**CHALLENGE**
Extract every line of the entries that contains the word "plant", matching case.

**RECORDS SHOWN**
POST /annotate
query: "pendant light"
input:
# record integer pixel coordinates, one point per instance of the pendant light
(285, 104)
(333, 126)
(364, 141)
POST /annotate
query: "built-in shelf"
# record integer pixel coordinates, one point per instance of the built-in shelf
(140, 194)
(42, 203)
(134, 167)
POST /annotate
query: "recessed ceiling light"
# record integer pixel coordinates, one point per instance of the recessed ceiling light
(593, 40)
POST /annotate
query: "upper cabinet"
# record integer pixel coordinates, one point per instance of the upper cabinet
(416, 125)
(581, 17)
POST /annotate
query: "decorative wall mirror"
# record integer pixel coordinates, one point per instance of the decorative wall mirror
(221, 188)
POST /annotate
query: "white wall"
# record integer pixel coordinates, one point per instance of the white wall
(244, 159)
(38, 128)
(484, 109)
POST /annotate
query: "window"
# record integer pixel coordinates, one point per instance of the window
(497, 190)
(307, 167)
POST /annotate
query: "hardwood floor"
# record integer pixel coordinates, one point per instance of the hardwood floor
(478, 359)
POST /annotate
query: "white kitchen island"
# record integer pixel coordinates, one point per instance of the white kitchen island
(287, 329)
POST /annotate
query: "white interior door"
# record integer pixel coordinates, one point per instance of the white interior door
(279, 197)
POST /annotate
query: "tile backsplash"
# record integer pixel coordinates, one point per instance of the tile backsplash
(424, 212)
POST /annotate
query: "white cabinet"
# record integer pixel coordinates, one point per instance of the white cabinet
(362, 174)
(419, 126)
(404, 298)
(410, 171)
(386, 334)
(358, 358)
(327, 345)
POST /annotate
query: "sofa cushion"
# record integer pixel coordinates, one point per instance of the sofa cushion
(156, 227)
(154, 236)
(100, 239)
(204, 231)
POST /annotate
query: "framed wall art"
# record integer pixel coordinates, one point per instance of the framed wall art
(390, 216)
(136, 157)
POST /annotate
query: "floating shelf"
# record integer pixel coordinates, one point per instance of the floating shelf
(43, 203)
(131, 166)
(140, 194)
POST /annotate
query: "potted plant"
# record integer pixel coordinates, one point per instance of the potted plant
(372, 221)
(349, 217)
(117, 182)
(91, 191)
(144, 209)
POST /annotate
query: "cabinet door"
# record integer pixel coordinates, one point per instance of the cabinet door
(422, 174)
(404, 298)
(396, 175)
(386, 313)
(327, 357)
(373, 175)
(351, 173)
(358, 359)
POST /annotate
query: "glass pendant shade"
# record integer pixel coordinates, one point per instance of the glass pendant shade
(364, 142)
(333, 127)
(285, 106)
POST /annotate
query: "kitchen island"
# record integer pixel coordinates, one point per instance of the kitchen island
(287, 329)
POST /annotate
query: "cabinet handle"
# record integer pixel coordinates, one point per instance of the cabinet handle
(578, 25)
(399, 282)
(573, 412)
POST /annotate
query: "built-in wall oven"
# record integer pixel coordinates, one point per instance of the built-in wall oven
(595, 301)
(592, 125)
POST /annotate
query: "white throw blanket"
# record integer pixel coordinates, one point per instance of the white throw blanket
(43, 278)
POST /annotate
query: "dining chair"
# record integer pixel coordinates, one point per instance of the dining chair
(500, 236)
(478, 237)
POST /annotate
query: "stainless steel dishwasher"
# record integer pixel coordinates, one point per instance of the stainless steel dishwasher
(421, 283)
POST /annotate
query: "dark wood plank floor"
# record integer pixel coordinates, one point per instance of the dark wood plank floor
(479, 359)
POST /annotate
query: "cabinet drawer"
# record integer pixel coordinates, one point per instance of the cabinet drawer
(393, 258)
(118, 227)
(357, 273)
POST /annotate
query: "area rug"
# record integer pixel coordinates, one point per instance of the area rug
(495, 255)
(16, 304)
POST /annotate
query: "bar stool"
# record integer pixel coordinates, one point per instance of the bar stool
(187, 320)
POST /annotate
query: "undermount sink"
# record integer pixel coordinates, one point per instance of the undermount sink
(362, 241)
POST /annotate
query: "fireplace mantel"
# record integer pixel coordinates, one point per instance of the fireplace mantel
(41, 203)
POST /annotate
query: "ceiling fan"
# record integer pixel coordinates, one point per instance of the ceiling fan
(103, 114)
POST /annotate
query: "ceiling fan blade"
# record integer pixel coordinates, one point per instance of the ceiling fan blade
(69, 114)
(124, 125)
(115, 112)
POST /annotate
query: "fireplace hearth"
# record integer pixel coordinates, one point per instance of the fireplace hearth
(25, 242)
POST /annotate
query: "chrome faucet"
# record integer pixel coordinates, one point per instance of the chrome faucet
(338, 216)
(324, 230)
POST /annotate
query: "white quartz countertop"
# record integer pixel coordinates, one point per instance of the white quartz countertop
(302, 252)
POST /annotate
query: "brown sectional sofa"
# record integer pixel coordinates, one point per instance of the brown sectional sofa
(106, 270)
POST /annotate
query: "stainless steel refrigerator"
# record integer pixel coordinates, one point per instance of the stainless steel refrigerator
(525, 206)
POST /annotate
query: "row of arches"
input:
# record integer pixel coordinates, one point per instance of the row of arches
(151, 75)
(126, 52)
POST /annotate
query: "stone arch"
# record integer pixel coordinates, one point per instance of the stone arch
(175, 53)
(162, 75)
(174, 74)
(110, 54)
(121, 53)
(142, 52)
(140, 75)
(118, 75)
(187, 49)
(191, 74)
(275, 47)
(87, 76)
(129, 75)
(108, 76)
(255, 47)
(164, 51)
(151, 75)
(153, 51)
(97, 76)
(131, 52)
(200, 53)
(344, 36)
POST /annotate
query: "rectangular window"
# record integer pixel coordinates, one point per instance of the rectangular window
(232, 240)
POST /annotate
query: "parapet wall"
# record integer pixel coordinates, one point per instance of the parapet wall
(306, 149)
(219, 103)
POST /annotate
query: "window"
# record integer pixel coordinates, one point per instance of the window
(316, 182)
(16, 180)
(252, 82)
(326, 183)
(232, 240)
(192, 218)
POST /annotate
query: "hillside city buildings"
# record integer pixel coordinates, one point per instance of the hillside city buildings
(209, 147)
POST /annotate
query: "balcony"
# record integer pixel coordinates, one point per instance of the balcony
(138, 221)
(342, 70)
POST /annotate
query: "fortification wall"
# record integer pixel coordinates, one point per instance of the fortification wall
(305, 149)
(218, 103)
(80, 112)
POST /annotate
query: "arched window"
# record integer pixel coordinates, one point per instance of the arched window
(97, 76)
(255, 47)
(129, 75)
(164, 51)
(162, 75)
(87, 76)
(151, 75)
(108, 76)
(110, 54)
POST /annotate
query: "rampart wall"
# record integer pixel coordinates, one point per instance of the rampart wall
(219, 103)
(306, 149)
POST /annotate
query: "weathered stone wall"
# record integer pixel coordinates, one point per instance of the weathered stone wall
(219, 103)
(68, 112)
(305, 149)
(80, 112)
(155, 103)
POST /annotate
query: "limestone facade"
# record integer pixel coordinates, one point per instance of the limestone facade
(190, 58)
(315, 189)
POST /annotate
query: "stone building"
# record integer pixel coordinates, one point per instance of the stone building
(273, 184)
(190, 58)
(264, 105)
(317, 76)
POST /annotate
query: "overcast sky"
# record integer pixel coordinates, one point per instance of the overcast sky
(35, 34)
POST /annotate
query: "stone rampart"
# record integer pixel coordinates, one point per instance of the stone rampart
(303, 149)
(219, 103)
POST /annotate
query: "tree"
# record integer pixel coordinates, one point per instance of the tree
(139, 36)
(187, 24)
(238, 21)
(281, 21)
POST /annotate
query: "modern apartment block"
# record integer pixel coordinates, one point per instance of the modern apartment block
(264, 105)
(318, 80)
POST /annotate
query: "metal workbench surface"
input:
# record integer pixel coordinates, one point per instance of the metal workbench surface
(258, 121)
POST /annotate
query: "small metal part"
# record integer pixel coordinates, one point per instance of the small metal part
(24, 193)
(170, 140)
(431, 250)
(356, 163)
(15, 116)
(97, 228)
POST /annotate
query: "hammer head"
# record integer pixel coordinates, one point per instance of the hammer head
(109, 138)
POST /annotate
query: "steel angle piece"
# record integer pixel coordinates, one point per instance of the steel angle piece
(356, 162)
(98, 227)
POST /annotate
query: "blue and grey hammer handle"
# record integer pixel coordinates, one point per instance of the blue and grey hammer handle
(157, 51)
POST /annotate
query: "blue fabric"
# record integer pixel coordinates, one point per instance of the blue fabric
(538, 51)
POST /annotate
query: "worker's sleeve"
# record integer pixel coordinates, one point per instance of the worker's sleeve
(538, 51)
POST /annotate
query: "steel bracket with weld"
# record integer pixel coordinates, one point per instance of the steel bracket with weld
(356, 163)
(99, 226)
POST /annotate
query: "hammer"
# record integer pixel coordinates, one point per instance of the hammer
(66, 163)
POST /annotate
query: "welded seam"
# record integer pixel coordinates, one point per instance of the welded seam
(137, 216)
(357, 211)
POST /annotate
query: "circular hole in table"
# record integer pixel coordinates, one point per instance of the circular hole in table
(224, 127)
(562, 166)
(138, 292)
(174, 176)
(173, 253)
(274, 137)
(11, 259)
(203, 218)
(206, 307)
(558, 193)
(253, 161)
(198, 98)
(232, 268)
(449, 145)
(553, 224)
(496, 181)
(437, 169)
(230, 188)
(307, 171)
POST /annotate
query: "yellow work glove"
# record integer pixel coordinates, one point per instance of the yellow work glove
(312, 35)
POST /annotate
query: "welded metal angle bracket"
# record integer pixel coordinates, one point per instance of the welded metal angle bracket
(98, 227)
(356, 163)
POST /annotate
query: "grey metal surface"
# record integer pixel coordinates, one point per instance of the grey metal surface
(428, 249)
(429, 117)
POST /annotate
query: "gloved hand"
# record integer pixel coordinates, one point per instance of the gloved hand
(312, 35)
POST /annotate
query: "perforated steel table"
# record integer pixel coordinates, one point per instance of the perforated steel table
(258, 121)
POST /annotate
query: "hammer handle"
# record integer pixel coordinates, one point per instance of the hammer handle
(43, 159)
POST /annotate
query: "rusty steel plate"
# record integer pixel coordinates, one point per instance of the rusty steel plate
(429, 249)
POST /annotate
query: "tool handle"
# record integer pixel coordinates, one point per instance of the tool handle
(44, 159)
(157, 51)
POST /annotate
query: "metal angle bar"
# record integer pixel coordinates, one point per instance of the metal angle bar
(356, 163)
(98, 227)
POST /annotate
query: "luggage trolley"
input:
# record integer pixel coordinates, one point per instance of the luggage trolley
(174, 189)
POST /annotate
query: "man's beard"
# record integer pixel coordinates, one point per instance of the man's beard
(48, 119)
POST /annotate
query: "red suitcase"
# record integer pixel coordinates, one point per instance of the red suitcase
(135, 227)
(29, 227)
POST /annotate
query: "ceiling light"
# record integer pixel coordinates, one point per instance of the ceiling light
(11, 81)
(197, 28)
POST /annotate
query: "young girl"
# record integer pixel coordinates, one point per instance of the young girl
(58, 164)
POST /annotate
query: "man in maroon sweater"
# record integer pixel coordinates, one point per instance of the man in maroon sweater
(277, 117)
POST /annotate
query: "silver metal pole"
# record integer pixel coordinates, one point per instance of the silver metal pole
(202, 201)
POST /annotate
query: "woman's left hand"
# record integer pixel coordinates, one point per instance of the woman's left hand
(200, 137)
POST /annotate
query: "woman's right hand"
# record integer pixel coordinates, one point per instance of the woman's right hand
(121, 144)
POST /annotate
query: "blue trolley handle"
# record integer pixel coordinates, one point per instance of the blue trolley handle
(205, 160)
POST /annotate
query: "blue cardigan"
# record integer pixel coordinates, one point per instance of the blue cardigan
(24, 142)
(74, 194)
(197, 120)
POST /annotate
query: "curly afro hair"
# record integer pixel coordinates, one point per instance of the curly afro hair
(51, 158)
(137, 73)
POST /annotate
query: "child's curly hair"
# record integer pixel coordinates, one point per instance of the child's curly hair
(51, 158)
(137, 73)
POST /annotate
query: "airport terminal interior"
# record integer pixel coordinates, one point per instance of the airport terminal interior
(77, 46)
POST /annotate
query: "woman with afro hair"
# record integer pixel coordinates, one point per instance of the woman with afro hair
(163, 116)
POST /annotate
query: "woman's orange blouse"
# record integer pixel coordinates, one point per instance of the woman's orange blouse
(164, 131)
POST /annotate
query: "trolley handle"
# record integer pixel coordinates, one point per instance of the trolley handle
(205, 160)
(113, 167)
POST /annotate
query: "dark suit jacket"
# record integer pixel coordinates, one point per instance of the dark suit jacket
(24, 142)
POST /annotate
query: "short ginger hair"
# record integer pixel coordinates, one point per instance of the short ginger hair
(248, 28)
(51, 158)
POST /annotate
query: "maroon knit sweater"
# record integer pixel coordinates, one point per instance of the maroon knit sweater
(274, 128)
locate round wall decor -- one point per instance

**EXERCISE ANSWER**
query: "potted plant"
# record integer pixel coordinates, one point per instance of the potted plant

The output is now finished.